Data extracted from a collection:
********************
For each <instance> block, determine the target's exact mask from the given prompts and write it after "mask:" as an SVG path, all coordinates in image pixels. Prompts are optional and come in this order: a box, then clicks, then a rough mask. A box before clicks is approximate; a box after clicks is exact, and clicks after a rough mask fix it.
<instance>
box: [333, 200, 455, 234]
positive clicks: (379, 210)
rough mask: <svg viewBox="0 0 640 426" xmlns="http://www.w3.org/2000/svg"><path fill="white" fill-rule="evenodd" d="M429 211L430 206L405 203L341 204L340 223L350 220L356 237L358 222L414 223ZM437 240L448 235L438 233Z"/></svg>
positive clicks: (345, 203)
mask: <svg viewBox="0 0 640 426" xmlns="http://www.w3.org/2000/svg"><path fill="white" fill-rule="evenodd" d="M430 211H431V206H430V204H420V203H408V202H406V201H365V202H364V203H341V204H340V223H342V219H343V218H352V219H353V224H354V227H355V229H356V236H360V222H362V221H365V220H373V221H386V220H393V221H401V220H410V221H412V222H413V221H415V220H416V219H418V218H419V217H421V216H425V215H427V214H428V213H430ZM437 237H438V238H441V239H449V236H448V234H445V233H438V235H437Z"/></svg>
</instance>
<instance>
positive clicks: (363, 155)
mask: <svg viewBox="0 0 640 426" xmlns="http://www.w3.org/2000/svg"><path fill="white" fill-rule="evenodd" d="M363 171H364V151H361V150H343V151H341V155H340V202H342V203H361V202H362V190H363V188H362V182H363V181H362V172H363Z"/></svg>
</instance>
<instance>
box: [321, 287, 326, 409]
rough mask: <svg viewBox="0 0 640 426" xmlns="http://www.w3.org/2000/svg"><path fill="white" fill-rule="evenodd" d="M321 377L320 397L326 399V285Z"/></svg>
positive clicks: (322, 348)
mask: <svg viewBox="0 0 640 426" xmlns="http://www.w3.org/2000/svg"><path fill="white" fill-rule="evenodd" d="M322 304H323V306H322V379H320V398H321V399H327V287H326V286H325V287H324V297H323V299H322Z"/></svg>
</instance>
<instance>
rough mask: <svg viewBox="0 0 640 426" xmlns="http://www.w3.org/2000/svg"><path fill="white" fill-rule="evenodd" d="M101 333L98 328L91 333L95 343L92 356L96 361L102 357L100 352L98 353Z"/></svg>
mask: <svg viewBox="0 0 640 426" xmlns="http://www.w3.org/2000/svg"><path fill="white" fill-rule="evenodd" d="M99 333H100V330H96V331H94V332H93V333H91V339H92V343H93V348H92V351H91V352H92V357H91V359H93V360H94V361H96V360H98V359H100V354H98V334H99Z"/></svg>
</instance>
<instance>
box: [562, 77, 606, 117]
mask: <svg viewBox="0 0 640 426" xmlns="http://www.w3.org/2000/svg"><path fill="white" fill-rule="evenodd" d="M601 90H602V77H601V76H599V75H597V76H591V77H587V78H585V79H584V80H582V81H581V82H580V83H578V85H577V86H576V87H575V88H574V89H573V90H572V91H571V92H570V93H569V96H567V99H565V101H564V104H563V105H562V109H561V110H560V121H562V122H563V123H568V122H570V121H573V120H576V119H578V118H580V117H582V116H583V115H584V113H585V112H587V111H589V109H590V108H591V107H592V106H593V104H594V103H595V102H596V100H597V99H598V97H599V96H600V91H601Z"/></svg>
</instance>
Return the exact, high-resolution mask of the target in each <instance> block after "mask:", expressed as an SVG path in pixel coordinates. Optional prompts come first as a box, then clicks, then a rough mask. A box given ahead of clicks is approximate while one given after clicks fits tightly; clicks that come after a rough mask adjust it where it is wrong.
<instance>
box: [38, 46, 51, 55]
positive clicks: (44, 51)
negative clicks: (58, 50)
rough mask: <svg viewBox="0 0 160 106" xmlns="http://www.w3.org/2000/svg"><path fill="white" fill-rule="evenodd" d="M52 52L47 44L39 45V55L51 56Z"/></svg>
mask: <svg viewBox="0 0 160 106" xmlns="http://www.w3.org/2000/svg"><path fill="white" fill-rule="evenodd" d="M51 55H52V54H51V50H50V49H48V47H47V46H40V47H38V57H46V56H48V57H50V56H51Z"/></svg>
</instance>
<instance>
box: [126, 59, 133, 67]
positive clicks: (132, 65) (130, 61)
********************
Single out each line of the records above with the string "then" in it, and copy it.

For each <instance> block, determine the target's exact mask from the given prompts and write it after "mask:" as an SVG path, all coordinates in image pixels. Prompts are optional and come in this order: a box, then clicks, then a rough mask. A box before clicks is approximate; a box after clicks is exact, and clicks after a rough mask fix it.
Return the exact, high-resolution mask of the target in each <instance> block after "mask:", expressed as an SVG path in pixel coordinates. Optional prompts come first as a box, then clicks, then a rough mask. A box given ahead of clicks is approximate while one given after clicks fits tightly; clicks that come after a rough mask adjust it where it is wrong.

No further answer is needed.